# Aim of the task
Only the lines from the one holding "Target: curved metal rod" to the final line of the material below belong in the answer, transcribed exactly.

# Data listing
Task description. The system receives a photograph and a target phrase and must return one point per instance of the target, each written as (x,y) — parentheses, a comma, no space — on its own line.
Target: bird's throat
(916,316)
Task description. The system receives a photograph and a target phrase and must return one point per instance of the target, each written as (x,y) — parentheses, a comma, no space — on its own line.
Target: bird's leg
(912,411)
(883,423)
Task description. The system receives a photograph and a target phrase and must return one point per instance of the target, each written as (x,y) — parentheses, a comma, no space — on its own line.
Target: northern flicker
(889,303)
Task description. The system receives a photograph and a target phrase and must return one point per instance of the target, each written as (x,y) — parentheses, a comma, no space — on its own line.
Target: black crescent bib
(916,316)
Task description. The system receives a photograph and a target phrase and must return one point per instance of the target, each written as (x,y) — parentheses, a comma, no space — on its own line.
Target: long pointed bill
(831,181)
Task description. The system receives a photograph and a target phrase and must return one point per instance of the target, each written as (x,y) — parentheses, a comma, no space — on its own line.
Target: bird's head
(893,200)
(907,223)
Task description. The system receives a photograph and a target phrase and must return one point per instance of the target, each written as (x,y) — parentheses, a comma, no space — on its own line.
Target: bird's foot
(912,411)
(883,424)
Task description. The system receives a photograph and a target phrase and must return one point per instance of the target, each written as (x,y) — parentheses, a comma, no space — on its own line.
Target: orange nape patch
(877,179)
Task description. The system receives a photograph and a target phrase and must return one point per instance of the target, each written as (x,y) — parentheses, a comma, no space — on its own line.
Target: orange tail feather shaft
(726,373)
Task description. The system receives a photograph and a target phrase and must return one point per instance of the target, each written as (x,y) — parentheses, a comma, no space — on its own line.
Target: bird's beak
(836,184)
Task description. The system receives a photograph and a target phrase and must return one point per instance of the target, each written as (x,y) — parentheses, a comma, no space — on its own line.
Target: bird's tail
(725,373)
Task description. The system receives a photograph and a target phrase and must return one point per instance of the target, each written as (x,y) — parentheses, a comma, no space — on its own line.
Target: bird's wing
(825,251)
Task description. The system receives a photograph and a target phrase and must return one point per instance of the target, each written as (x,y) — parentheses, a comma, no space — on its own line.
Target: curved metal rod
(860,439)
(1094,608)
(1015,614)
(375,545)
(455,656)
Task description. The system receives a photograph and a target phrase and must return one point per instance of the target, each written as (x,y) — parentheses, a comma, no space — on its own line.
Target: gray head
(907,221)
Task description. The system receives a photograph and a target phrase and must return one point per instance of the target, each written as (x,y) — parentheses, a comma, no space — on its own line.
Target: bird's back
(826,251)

# Answer area
Target: curved metal rod
(860,439)
(1094,608)
(1015,614)
(375,545)
(455,656)
Task description. The system receives a photograph and a target phrase and must return one point per instance of the target, each written as (x,y) — parentheses, a comma, no space — on its own line.
Target: gray head
(907,221)
Task description. The system receives a photograph and a target phrase and must return one point per instance of the target, each written as (x,y) — parentheses, a comma, no space — on its own line.
Target: bird's back
(826,251)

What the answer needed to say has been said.